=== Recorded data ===
• • • •

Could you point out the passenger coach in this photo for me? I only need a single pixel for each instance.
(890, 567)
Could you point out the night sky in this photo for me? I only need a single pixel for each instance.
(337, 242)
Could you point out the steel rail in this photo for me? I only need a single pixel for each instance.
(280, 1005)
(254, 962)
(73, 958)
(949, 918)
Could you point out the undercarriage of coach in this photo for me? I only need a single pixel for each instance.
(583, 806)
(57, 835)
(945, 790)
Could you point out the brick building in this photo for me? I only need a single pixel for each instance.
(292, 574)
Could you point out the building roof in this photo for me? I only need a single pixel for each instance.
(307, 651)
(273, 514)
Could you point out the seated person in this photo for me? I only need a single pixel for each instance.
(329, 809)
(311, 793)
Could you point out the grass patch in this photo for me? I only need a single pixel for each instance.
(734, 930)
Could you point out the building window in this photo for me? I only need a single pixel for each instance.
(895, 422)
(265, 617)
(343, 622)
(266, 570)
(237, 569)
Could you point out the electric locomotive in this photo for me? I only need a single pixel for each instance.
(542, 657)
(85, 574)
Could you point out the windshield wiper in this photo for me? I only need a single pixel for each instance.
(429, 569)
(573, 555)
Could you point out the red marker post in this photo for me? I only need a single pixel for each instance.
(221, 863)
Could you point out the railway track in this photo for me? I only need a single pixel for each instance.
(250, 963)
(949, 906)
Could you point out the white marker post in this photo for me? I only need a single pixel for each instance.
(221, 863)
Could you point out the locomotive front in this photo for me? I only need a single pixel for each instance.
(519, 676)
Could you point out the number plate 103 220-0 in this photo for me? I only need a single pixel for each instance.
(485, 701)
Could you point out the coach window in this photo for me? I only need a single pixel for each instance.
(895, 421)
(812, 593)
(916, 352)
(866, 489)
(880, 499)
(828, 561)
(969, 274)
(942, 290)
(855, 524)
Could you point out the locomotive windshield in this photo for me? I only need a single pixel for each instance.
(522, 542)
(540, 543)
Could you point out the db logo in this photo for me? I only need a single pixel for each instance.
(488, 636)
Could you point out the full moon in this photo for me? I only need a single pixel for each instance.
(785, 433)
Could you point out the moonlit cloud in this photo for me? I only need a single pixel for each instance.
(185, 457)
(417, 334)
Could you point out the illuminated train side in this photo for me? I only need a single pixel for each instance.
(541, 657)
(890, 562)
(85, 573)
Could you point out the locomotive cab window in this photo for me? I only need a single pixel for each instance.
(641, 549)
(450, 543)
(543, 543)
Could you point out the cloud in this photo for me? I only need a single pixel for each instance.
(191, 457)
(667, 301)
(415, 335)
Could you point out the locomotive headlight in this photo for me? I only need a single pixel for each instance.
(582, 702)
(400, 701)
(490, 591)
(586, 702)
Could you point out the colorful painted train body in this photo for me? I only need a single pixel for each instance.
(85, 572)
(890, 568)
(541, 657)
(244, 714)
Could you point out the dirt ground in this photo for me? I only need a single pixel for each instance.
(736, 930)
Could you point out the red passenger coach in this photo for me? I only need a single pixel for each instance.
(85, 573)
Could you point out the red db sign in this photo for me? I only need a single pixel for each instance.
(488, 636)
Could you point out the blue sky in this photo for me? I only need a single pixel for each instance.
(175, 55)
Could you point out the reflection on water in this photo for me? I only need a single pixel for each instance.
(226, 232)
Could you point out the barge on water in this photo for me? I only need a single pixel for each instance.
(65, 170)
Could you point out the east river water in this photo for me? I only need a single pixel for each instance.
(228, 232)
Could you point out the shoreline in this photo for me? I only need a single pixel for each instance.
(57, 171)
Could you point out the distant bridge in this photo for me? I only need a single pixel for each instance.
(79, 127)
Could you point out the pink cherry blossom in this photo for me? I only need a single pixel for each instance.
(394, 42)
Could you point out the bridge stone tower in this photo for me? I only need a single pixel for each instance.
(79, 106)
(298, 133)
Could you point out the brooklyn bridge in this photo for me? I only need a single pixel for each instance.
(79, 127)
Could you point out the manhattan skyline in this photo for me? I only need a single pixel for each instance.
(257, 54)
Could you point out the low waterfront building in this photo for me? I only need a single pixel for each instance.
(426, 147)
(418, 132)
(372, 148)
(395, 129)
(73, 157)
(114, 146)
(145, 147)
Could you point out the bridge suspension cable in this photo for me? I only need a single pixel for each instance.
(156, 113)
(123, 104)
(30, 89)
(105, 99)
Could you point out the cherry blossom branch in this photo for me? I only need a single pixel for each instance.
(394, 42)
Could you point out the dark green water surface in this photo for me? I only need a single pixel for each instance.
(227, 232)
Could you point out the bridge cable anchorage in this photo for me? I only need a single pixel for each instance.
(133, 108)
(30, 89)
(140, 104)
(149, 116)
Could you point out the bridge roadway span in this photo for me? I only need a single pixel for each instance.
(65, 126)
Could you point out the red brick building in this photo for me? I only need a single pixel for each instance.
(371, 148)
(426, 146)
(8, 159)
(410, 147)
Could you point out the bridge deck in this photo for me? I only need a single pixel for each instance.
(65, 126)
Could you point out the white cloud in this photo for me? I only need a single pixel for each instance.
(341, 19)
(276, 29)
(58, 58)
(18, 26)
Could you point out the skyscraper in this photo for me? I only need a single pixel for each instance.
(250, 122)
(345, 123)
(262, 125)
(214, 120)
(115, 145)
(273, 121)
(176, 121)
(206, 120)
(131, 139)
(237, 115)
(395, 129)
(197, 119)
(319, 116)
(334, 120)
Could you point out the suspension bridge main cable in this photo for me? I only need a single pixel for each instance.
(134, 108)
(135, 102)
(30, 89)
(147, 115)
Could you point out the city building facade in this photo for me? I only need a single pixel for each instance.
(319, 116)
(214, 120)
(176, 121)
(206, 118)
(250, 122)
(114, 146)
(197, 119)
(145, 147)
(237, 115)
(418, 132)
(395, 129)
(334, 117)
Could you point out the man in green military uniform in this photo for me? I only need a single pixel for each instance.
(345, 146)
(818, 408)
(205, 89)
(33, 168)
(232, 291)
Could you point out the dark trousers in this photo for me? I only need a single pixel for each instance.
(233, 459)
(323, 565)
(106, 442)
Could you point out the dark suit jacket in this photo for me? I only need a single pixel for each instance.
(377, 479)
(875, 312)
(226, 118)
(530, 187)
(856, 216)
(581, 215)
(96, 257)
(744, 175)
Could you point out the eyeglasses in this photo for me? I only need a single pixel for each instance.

• • • •

All entries above are to be copied exactly, with none left out.

=== Task response ===
Could you point out the passenger coach in this photo for me? I only need a single pixel for each instance.
(890, 567)
Could you point out the night sky in this photo for me? I only need a single pixel for each instance.
(337, 242)
Could you point out the steel rail in this photo for me? I only need a single pixel for each instance.
(280, 1005)
(254, 962)
(73, 958)
(949, 918)
Could you point out the undercarriage of coach in this photo for me? I only need a single pixel for each instance.
(583, 806)
(57, 835)
(945, 790)
Could you point out the brick building in this photo for me? I only need a single pixel for each instance.
(292, 574)
Could you point out the building roof in this photo for me? I only need a single pixel for each instance.
(307, 651)
(273, 514)
Could you point out the seated person in this photo for me? I only need a single pixel for each instance.
(329, 809)
(311, 793)
Could you point out the grass patch in this photo for me? I only need a single pixel for each instance.
(734, 930)
Could you point out the building window in this photo for me? I only need a single pixel for each instance.
(895, 422)
(265, 617)
(343, 622)
(266, 570)
(237, 569)
Could you point out the electric locomotive in this photo for me? I only need a single pixel for each instance.
(542, 657)
(85, 574)
Could you point out the windshield wiper in this photo for me? I only need a single pixel for each instance.
(429, 569)
(573, 555)
Could you point out the red marker post in this photo for me? I only need a single pixel for each instance.
(221, 863)
Could you point out the railway track in this photo for me? I only need a single pixel for each instance.
(250, 963)
(949, 906)
Could you point out the white marker post in this photo for me? I only need a single pixel for each instance.
(221, 863)
Could you point out the locomotive front in this photo for me? I only need a single pixel for each instance.
(519, 676)
Could you point out the number plate 103 220-0 in this photo for me? I only need a single pixel for each instance.
(485, 701)
Could you point out the coach window in this photo for me? I only need a single pixel for each instance.
(895, 421)
(812, 593)
(916, 352)
(866, 489)
(880, 499)
(828, 561)
(969, 274)
(942, 290)
(855, 524)
Could you point out the locomotive windshield in this photo for me? I only need a single pixel for each instance.
(522, 542)
(540, 543)
Could you point out the db logo in this photo for me? I only need a single pixel for each instance.
(488, 636)
Could you point out the full moon in this photo for me? I only need a single pixel for each instance.
(785, 433)
Could you point out the moonlit cloud in this photo for me? I only need a single pixel for each instance.
(185, 457)
(417, 334)
Could you point out the illuminated train side in this photo for me? I only need a single pixel for each instance.
(541, 657)
(890, 562)
(85, 573)
Could you point out the locomotive cab window in this photo for me? I only need a single pixel for each instance.
(641, 549)
(450, 543)
(543, 543)
Could you point out the cloud in this photo for me? I only need a single pixel for each instance.
(191, 457)
(667, 301)
(415, 335)
Could you point out the locomotive headlight in this photo for me? I only need a single pixel for each instance.
(582, 702)
(400, 701)
(490, 591)
(586, 702)
Could you point out the colorful painted train body in this photo for me? I only need a single pixel for each instance.
(85, 572)
(890, 568)
(541, 657)
(244, 714)
Could you point out the dirt ground in this photo for me? I only need a single pixel for each instance.
(736, 930)
Could you point out the red passenger coach in this photo for me? I only need a single pixel for each instance.
(85, 573)
Could you point out the red db sign in this photo for me? I only need a single pixel for each instance.
(488, 636)
Could you point out the blue sky in this photo for me? I only need a single pixel for each instance.
(175, 55)
Could you point out the reflection on water in this photo for me? I only need a single pixel for each instance.
(226, 232)
Could you point out the barge on water in this photo for me? I only need a single pixel for each instance.
(65, 170)
Could you point out the east river water in this photo for me? I only need a single pixel for each instance.
(228, 232)
Could you point out the shoreline in this photo for me? I only need a single pixel for each instance.
(57, 171)
Could you point out the distant bridge in this photo for me? I only need a single pixel for each instance.
(79, 127)
Could you point out the pink cherry blossom in this photo for me? I only need a single pixel for each instance.
(394, 42)
Could you point out the bridge stone tower in this photo for me? I only need a single pixel for each instance.
(79, 106)
(298, 133)
Could you point out the brooklyn bridge in this photo for me? I only need a single pixel for each instance.
(79, 127)
Could you point out the manhattan skyline in this photo for me? I only need a single pixel for each instance.
(257, 54)
Could you point out the low waterfront building in this photo for me? I only need a single pixel for each instance.
(426, 147)
(418, 132)
(372, 148)
(395, 129)
(73, 157)
(114, 146)
(145, 147)
Could you point out the bridge suspension cable in this photo for me? I only need a single pixel for each instance.
(156, 113)
(123, 104)
(30, 89)
(105, 99)
Could you point out the cherry blossom branch in this photo for me? I only need a single pixel for each instance.
(394, 42)
Could you point out the dark green water surface in this photo for me? I only need a single pixel for each instance.
(227, 232)
Could you point out the bridge cable anchorage in this photo for me? I only need a single pixel for each instance.
(133, 108)
(30, 89)
(140, 104)
(149, 116)
Could you point out the bridge roadway span in this photo for me? I only need a single pixel for each instance.
(65, 126)
Could you point out the red brick building in this photo for me? I only need a single pixel for each instance.
(371, 148)
(426, 146)
(8, 159)
(410, 147)
Could you point out the bridge deck in this photo for me? I only need a single pixel for each instance.
(65, 126)
Could you point out the white cloud in this photo for me? I only need a single pixel for each instance.
(341, 19)
(276, 29)
(58, 58)
(18, 26)
Could you point out the skyscraper in this photo for me? I only need a single pixel for each instance.
(250, 122)
(345, 123)
(262, 125)
(214, 120)
(115, 145)
(273, 121)
(176, 121)
(206, 120)
(131, 139)
(237, 115)
(395, 129)
(197, 119)
(319, 116)
(334, 120)
Could you point out the suspension bridge main cable in this photo for me? I only need a single pixel for each instance.
(134, 108)
(135, 102)
(30, 89)
(147, 115)
Could you point out the city building facade in this photo for me? I only need a single pixel for each instance.
(319, 116)
(214, 120)
(176, 121)
(206, 118)
(250, 122)
(114, 146)
(197, 119)
(145, 147)
(237, 115)
(418, 132)
(395, 129)
(334, 117)
Could you point out the man in green military uniform in this photo for me? I only need a single pixel for each instance.
(345, 146)
(818, 408)
(205, 89)
(33, 168)
(232, 291)
Could you point out the dark trousers in this photo for me? I only need a single pixel for each instance.
(233, 459)
(323, 565)
(106, 442)
Could you point out the dark suit jacket in this photo for me? I only need a single pixel for each instance.
(377, 479)
(875, 312)
(226, 118)
(530, 187)
(856, 216)
(581, 215)
(96, 257)
(744, 175)
Could you point out the eyeglasses in this photo for me? I only need a single pixel for each instance.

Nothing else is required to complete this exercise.